**Items**.
# # # # # # #

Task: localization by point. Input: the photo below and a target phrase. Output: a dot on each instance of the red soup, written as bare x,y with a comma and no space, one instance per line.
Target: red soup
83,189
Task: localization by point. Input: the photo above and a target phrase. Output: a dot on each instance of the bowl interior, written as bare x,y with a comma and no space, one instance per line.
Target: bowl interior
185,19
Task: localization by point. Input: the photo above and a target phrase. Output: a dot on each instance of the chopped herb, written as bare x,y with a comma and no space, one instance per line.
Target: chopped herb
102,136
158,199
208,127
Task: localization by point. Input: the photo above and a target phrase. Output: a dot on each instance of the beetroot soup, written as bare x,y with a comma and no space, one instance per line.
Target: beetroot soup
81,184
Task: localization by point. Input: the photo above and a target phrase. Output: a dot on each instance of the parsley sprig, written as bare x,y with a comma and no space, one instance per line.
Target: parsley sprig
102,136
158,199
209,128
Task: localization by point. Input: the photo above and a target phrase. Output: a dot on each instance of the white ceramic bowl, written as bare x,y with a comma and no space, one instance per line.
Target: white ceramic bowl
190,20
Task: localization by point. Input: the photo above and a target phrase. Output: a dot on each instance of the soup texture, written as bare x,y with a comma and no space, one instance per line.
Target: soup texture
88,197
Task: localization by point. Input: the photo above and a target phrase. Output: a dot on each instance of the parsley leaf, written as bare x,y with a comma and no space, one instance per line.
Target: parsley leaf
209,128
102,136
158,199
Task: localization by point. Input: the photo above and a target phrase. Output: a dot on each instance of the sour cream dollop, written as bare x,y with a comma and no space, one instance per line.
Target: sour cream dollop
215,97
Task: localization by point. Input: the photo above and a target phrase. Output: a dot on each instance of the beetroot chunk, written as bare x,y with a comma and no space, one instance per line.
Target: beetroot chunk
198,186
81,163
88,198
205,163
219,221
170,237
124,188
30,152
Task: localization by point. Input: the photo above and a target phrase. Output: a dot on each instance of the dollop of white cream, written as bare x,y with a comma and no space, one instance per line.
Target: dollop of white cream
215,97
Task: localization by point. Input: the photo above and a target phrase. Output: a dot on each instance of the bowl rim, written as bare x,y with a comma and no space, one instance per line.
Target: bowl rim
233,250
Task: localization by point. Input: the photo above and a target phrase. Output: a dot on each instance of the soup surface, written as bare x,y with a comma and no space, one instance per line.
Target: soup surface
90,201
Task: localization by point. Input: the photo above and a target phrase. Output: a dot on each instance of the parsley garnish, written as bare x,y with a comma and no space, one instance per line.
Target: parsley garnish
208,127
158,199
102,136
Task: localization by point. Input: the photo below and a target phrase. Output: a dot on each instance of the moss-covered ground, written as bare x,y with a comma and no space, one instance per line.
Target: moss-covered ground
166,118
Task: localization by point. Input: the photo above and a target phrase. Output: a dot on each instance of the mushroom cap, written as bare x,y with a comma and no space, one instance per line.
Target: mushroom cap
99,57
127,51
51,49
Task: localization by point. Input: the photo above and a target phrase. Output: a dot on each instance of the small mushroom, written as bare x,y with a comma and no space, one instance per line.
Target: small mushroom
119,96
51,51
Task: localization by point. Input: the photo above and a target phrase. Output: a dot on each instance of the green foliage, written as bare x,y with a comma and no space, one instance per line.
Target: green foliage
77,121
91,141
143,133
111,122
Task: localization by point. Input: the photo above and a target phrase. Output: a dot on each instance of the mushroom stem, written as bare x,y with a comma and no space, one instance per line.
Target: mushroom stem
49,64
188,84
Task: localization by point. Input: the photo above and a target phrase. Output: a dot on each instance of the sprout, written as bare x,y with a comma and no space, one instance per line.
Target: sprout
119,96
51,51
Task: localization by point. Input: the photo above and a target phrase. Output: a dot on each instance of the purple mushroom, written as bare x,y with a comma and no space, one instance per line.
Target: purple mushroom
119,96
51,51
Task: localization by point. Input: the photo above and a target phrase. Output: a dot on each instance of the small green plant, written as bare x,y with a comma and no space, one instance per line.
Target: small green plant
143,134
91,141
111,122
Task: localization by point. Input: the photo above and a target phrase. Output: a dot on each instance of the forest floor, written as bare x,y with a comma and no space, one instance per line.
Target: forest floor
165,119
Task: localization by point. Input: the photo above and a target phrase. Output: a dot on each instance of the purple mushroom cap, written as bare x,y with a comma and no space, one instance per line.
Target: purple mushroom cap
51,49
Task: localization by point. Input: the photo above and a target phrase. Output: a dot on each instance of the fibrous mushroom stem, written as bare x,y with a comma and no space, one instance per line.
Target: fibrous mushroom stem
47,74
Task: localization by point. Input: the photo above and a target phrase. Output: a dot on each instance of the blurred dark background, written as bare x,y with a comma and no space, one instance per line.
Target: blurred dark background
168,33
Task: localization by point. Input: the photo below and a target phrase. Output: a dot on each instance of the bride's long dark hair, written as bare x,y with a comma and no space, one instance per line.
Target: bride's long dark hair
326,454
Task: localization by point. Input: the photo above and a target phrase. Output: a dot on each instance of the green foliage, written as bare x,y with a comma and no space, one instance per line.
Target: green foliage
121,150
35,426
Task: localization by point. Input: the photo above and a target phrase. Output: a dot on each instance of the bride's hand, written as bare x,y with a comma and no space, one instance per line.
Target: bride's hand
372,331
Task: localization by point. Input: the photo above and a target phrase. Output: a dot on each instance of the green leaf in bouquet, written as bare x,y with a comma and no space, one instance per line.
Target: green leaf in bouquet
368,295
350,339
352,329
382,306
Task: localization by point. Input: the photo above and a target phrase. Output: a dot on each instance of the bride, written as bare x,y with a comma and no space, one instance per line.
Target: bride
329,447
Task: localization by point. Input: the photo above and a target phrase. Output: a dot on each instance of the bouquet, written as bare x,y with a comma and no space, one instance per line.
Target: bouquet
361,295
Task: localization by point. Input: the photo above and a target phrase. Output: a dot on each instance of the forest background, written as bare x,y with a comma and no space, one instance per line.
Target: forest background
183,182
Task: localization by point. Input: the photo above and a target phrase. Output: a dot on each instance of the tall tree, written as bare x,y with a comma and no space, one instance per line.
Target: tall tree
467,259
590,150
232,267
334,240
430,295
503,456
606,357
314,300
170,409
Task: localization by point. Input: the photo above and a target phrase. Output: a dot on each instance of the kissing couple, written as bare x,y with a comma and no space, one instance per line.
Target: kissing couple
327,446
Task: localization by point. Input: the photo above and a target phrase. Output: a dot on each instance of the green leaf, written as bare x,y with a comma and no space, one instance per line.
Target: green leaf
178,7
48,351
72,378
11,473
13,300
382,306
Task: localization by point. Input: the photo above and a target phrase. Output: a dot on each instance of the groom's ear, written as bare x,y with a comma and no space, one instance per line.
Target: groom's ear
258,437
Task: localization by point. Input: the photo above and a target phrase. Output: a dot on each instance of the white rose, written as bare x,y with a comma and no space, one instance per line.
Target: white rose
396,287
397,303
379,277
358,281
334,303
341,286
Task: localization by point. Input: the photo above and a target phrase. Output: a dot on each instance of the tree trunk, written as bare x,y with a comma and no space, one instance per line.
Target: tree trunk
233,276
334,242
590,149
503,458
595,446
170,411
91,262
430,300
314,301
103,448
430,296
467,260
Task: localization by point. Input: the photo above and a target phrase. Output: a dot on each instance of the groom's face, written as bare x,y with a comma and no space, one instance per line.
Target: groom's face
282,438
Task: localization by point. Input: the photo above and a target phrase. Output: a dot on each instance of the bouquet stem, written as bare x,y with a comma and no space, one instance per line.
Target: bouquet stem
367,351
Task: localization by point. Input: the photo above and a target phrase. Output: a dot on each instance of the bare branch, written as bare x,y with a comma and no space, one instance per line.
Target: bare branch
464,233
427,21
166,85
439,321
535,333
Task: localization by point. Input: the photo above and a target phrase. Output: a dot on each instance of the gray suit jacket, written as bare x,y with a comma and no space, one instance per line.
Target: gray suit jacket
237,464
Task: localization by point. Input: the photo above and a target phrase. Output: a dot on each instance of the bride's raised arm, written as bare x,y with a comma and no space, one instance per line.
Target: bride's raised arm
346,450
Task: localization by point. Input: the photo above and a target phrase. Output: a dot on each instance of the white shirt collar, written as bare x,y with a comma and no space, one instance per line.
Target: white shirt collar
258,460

# # # # # # #

**Do this**.
Update the stretch from the line containing "the bride's raised" through the end of the items by writing it out again with "raised arm" replaced by "lifted arm" and nothing else changed.

**Solution to the problem**.
Task: localization by point. Input: the photo above and a target phrase. Output: a dot on each instance of the bride's lifted arm, written as bare x,y with a comma and no space, one instance per line.
Target: bride's lifted arm
346,450
Task: localization by point. Input: the photo above and a target phrase. Output: a dot on each instance of the white shirt collar, written as bare x,y with a comma and no space, one instance per line.
Target: white shirt collar
258,460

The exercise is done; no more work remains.